Which of the lines below contain the string "bridge"? Find each one and copy it out in full.
** start Dataset excerpts **
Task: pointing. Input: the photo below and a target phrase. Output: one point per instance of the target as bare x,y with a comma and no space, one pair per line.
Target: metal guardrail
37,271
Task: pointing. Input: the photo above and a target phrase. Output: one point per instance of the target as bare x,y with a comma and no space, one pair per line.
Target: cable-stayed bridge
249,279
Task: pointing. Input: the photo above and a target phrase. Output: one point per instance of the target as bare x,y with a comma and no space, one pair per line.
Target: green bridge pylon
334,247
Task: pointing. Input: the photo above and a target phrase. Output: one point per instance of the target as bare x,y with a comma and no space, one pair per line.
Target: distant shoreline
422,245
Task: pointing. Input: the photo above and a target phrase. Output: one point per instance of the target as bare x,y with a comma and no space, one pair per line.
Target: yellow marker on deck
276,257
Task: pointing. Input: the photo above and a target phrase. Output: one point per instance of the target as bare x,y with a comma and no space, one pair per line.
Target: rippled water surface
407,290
** end Dataset excerpts **
** start Dataset excerpts **
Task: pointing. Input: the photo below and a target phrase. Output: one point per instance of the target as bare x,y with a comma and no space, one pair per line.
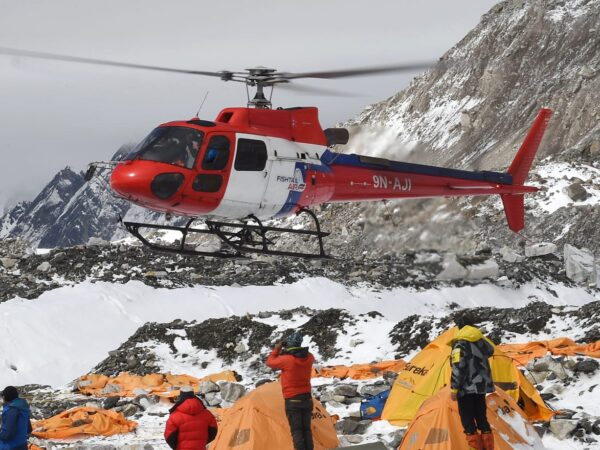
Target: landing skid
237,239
** end Dataset excerpts **
** start Dataset excerpts **
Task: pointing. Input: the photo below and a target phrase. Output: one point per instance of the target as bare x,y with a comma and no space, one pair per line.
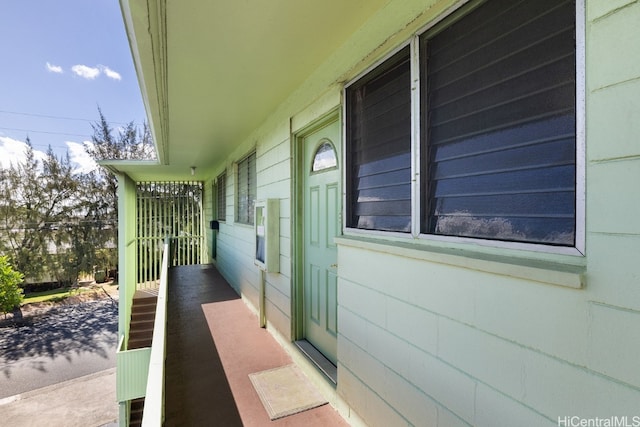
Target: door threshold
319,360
** end Dataset excerpts **
#### Solution for this task
Target: cable-stayed bridge
Target: green bridge pylon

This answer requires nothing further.